** Start Article **

- Born: 1966 (age 59–60) Soweto, South Africa
- Education: Federated Union of Black Artists (FUBA) Academy, Johannesburg, South Africa
- Alma mater: Camberwell College of Art, University of the Arts, London; Royal College of Art, London

= Johannes Phokela =

South African painter and sculptor

Johannes Phokela (born 1966) is a South African painter and sculptor.

==Background==
Johannes Phokela was born in Soweto, South Africa in 1966 and trained under Durant Sihlali.

When Phokela was a child he witnessed the Soweto uprising and later created memorials regarding the event, including a statue of Teboho MacDonald Mashinini on the grounds of Morris Isaacson High School unveiled on 1 May 2010, and a large sculptural mural of a book sitting in a lot opposite of the school.

Phokela began his studies at the Federated Union of Black Artists, Johannesburg before concluding his studies at the Royal College of Art, London.

Phokela's works are displayed at the South African National Gallery, the Smithsonian National Museum for African Art in the United States of America, and the South African High Commission in London.

Phokela has lived and worked in both London and Johannesburg.

==Career==
Phokela's artistic practice is primarily composed of oil on canvas painting in the style of older Dutch Golden Age painting, often Phokela's paintings will include white grids as well. Regarding the use of grids in his paintings, Phokela had stated that the grid "gives another dimension to the work; it is a device to challenge the viewer's perception of the image and form beneath. It is intended to have an effect like an ornamental frame surrounding a mirror, or a glass pane mounting a picture. Compositionally, the grid can unify pictorial space or even deny it"

** End Article **
** Start Dataset records **

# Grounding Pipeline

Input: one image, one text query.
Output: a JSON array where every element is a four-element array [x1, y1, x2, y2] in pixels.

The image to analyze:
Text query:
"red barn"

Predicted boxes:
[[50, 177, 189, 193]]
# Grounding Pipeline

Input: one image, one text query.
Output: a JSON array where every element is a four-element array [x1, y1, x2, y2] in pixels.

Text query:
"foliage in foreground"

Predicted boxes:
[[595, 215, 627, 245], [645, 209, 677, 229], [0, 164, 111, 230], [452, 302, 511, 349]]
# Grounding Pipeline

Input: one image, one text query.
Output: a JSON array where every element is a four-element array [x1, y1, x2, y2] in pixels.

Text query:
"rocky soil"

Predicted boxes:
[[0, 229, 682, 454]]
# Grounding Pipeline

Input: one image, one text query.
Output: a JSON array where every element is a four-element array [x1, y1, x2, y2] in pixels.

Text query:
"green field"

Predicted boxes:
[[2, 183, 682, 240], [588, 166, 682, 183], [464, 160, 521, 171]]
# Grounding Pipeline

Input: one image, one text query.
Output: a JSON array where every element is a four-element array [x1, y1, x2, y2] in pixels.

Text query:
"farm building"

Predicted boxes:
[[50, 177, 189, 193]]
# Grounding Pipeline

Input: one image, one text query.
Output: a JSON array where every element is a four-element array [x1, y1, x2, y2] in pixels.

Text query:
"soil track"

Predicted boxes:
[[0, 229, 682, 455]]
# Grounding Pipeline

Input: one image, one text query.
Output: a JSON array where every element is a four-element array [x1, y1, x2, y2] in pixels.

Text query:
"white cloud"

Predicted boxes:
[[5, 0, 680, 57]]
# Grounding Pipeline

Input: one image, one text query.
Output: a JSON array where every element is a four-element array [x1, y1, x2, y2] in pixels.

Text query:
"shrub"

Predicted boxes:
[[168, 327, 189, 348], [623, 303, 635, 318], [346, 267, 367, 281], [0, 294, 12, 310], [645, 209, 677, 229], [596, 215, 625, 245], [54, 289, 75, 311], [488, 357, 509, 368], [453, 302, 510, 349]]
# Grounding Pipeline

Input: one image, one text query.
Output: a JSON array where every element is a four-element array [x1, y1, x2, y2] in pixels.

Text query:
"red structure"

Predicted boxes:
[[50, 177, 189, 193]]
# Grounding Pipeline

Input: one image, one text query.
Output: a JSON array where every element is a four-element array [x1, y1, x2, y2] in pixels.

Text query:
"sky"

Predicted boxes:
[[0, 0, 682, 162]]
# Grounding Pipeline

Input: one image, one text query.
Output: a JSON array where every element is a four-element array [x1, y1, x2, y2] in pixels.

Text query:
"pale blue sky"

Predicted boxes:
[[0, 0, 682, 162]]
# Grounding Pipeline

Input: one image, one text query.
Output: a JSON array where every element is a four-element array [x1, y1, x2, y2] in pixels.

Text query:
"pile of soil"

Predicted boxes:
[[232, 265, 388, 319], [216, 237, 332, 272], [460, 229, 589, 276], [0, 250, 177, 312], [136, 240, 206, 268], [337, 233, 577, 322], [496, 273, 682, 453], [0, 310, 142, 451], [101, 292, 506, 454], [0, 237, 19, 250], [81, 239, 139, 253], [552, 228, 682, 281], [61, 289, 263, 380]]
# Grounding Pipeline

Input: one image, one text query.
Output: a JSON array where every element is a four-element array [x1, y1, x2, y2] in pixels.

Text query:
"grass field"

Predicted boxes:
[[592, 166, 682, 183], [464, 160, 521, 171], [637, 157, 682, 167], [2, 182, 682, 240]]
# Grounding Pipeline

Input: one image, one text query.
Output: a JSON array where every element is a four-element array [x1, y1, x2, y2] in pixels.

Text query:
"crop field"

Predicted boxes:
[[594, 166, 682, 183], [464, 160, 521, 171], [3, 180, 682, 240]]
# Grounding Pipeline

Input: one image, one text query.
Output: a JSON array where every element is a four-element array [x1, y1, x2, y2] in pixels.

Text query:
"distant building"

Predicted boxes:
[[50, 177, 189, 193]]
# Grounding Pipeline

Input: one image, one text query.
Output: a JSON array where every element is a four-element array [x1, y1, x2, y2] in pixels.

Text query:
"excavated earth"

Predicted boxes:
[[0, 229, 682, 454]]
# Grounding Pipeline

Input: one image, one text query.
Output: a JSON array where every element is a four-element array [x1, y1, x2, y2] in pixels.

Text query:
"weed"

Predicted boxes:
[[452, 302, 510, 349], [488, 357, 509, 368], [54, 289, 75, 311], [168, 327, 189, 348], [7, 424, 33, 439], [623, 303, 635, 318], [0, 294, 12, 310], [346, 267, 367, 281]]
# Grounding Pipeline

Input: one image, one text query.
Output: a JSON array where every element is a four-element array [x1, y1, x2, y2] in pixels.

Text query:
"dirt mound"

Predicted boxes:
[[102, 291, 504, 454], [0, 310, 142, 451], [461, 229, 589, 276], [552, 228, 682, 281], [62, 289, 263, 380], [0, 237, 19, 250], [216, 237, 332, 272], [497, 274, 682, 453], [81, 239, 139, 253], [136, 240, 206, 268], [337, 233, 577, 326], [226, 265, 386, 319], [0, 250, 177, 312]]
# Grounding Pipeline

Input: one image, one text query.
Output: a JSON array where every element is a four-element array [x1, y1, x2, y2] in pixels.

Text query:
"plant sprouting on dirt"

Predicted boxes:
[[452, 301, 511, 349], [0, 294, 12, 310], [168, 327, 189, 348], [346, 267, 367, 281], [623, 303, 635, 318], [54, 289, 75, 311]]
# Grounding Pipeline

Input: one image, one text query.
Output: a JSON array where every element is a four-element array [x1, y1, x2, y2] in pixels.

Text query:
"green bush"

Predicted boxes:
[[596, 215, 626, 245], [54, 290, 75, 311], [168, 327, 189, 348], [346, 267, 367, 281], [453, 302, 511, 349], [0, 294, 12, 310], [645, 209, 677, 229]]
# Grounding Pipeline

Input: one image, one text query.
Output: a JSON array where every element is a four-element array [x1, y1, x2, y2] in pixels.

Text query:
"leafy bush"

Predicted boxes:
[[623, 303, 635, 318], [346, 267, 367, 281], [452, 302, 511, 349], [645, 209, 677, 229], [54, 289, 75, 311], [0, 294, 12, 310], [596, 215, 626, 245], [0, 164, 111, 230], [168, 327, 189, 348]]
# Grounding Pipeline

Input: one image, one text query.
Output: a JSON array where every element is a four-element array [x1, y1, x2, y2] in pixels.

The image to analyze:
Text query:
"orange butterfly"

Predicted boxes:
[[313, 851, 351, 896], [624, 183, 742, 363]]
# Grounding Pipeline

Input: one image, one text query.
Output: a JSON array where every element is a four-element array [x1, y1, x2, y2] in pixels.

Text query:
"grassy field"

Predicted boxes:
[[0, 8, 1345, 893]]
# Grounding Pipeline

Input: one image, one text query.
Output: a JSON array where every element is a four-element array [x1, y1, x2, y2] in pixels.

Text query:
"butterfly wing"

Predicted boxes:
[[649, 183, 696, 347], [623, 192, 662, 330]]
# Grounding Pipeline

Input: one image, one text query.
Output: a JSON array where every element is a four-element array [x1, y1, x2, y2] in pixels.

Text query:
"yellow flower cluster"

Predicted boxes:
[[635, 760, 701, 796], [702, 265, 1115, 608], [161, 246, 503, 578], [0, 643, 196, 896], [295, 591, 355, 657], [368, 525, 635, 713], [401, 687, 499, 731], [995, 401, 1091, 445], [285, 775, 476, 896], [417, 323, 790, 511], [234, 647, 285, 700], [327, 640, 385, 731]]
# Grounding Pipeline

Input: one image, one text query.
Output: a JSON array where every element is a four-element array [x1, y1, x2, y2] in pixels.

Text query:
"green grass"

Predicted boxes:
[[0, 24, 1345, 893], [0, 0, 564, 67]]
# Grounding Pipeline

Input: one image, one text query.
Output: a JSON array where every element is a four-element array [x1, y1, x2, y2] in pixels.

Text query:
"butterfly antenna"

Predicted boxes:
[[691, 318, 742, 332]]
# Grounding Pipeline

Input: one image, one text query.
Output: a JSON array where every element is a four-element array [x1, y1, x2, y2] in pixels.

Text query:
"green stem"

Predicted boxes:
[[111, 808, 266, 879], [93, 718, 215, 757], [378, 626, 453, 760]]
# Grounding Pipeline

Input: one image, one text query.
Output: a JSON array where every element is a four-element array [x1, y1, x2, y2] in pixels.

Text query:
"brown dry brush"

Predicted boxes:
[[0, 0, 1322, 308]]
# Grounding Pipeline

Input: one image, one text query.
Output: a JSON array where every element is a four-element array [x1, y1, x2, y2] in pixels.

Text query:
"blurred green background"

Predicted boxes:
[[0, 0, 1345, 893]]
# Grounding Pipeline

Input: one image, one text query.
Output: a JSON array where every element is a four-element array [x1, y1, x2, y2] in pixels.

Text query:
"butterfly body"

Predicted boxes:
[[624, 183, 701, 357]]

** End Dataset records **

Directions ->
1. Print the passage of the article on Johannes Phokela that runs from "When Phokela was" up to and including "of the school.".
2. Count how many lines of the records contain the string "green", and reply with the number alone.
The records are unrelated to the article on Johannes Phokela.

Answers in order ->
1.
When Phokela was a child he witnessed the Soweto uprising and later created memorials regarding the event, including a statue of Teboho MacDonald Mashinini on the grounds of Morris Isaacson High School unveiled on 1 May 2010, and a large sculptural mural of a book sitting in a lot opposite of the school.

2. 5